§ **SELECTED EXTRACT**:
________
Dr Entesar Al Hammadi has held leadership positions in paediatric hospitals in the United Arab Emirates (UAE) for the past 23 years. She is currently heading up the Al Jalila Children’s Hospital’s academic affairs department as well as serving as its deputy medical director. Dr Al Hammadi is also the President of Emirates Pediatrics and Neonatal Society and heads up the child protection unit within the Dubai Academic Health Corporation (DAHC). She discusses the importance of undergraduate and postgraduate medical education and how that will influence the development of the country’s paediatricians, the challenges of a fragmented healthcare system, the access to care issues facing non-UAE nationals, as well as how the UAE government is supporting child protection.

 

You have vast experience in paediatrics and have spent part of your career abroad. Can you start by giving us an overview of your background?

I am a very proud and lucky UAE national from Dubai. I attended medical school at Jordan University of Science and Technology and graduated in the year 2000. Then I went to Canada and got Canadian and American boards for paediatrics and continued with my fellowship in paediatric nephrology.

In addition to my medical training, my passion has always been for education. After graduating and even before my residency, I became part of a number of awareness-building initiatives I also got involved in teaching both medical students and in residency programmes training paediatricians. I was also involved in career counselling for people in medical school and in pre-med because I lacked that guidance myself, having graduated in the 1990s.

Once I finished medical school, I joined the Ministry of Health. I finished my internship and began in the paediatric department at Alqassimi Hospital in Sharjah, which had a huge and great impact on me. It was a big centre and I learned a lot. After that, I went to Canada to finish my training in paediatrics and in nephrology. During that period, I was privileged to be assigned as chief resident, and then the chief fellow at another centre. I was given the responsibility for administrative areas, so when I came back to the UAE, I practised as a paediatric nephrologist but at the same time I was interested in leadership in the medical and education fields. That led me to look for a Masters in healthcare management and I was accepted at the Royal College of Surgeons in Ireland (RCSI), the Dubai Campus, and I finished in 2016.

I did my master’s thesis on a change project at the Dubai hospital which I am proud to say had a big financial and logistic impact on the hospital and community level.

After I came back from Canada in 2010, I worked for two years in the ministry and then I was offered a job at the Dubai Health Authority (DHA) in 2012. I became the deputy to the head of the department at that time and worked on a project to change the structure of paediatrics and the way physicians were organized in order to enhance their expertise and ultimately provide better service for our children .as some had knowledge gaps, so we did a special schedule for them to rotate into sub-specialities. I also changed the structure of the unit and created a step-down unit after ICU, which helps to increase capacity and the turnaround per patient. I proved by numbers that we could use more beds in the ICU and save a lot of money. That was at Dubai Hospital in 2013.
________
§ **DATASET RECORDS**:

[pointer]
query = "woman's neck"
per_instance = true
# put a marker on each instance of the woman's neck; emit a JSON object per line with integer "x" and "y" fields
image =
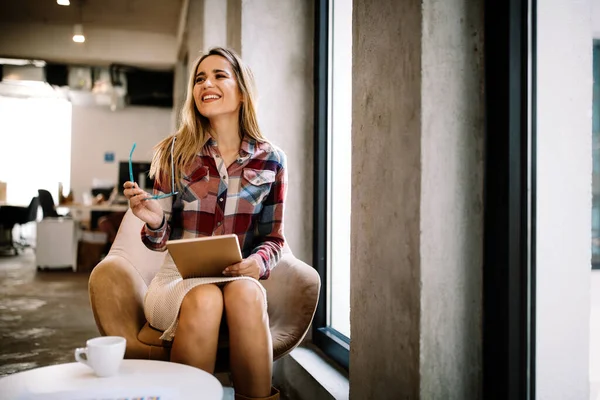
{"x": 226, "y": 131}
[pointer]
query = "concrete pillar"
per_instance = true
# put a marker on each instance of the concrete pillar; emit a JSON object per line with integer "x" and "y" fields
{"x": 234, "y": 25}
{"x": 277, "y": 43}
{"x": 417, "y": 133}
{"x": 215, "y": 24}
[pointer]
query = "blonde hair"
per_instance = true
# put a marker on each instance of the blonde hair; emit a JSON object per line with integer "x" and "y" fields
{"x": 194, "y": 127}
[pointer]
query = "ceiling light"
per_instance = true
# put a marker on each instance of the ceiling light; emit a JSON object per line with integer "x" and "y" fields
{"x": 78, "y": 34}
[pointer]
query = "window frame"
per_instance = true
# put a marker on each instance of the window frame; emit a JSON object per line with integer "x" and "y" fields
{"x": 509, "y": 263}
{"x": 329, "y": 340}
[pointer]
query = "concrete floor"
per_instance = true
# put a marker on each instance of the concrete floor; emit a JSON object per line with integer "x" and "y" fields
{"x": 44, "y": 316}
{"x": 595, "y": 336}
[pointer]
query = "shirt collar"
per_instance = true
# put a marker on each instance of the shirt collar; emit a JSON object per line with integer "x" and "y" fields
{"x": 247, "y": 147}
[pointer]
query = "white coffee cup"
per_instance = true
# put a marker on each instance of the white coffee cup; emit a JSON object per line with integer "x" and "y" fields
{"x": 102, "y": 354}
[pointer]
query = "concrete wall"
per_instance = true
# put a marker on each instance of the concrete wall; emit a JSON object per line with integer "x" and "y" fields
{"x": 277, "y": 44}
{"x": 596, "y": 19}
{"x": 452, "y": 199}
{"x": 564, "y": 157}
{"x": 417, "y": 200}
{"x": 54, "y": 43}
{"x": 96, "y": 130}
{"x": 386, "y": 197}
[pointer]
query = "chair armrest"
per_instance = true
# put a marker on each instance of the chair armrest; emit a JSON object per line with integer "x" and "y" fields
{"x": 292, "y": 294}
{"x": 117, "y": 293}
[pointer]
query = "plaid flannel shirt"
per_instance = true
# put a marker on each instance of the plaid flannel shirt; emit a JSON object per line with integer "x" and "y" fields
{"x": 246, "y": 199}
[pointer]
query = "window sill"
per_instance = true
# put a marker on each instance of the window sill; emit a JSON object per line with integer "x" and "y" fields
{"x": 307, "y": 373}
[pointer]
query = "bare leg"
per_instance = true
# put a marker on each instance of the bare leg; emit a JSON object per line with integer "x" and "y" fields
{"x": 250, "y": 345}
{"x": 197, "y": 334}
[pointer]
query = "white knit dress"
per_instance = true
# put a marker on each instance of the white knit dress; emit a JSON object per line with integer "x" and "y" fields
{"x": 166, "y": 292}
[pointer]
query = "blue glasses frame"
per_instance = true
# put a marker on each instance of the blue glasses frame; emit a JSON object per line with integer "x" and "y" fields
{"x": 156, "y": 196}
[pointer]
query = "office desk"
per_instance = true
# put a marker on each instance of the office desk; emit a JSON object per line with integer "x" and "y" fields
{"x": 91, "y": 213}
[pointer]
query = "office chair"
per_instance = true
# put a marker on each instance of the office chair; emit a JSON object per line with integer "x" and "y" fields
{"x": 47, "y": 203}
{"x": 118, "y": 284}
{"x": 14, "y": 215}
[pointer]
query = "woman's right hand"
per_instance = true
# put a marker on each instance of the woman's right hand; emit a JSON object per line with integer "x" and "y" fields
________
§ **ACTIVITY**:
Answer these questions from the interview with Dr Entesar Al Hammadi.
(a) At which university did she attend medical school, and in what year did she graduate?
(b) At which institution did she complete her Masters in healthcare management?
(c) What kind of unit did she create after the ICU?

§ **TASK RESPONSE**:
(a) Jordan University of Science and Technology; she graduated in 2000.
(b) The Royal College of Surgeons in Ireland (RCSI), Dubai Campus.
(c) A step-down unit.